*THE EXERCISE*: Find each line in the listing below that contains the word "eucalyptus", matching case exactly, and copy those lines out.

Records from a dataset
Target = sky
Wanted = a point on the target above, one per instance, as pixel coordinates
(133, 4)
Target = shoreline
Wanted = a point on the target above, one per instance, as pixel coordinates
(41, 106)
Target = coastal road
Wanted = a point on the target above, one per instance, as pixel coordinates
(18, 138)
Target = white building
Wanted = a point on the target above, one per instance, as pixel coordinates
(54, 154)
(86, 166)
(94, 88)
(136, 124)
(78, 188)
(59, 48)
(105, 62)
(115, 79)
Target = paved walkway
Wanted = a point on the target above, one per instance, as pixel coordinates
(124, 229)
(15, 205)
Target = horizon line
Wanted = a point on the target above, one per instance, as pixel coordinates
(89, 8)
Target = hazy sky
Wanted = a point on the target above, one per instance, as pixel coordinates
--
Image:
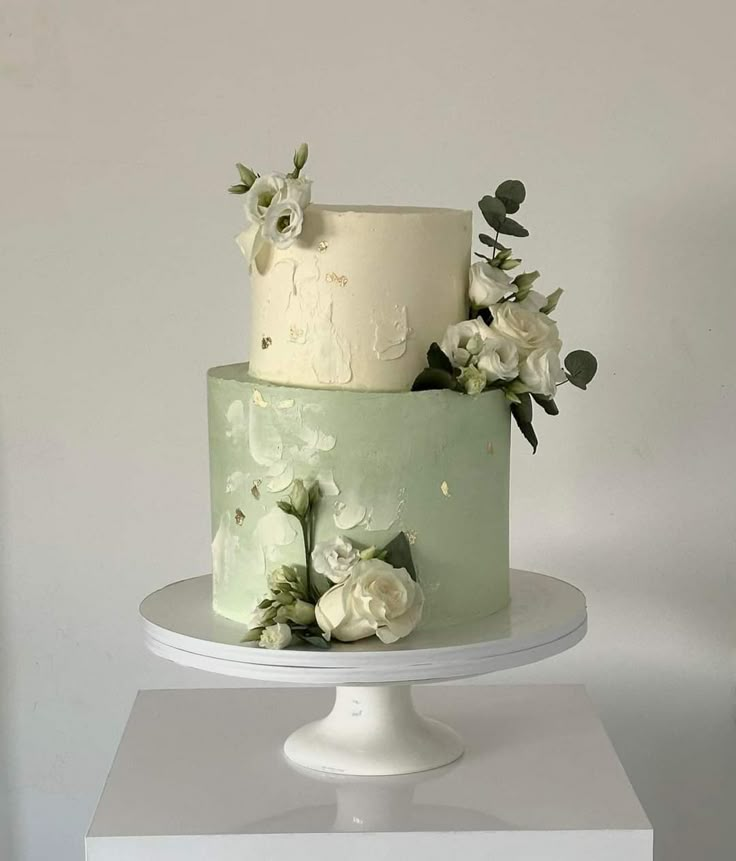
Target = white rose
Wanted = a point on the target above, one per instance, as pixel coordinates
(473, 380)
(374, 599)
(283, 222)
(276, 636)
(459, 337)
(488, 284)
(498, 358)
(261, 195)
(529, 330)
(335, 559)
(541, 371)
---
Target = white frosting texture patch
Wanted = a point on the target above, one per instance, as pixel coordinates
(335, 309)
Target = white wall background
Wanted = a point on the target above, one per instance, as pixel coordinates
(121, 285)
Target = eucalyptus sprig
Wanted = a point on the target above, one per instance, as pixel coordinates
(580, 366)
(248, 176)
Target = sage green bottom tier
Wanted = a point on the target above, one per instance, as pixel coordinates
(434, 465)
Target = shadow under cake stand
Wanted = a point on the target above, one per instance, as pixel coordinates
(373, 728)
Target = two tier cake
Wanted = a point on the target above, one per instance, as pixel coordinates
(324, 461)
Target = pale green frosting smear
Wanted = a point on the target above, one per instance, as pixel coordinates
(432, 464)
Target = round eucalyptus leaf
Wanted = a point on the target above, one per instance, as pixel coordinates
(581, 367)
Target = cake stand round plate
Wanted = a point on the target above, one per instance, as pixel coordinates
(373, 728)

*SOLUTION*:
Target = eucalyptus sprig
Target = round eucalyptus leaf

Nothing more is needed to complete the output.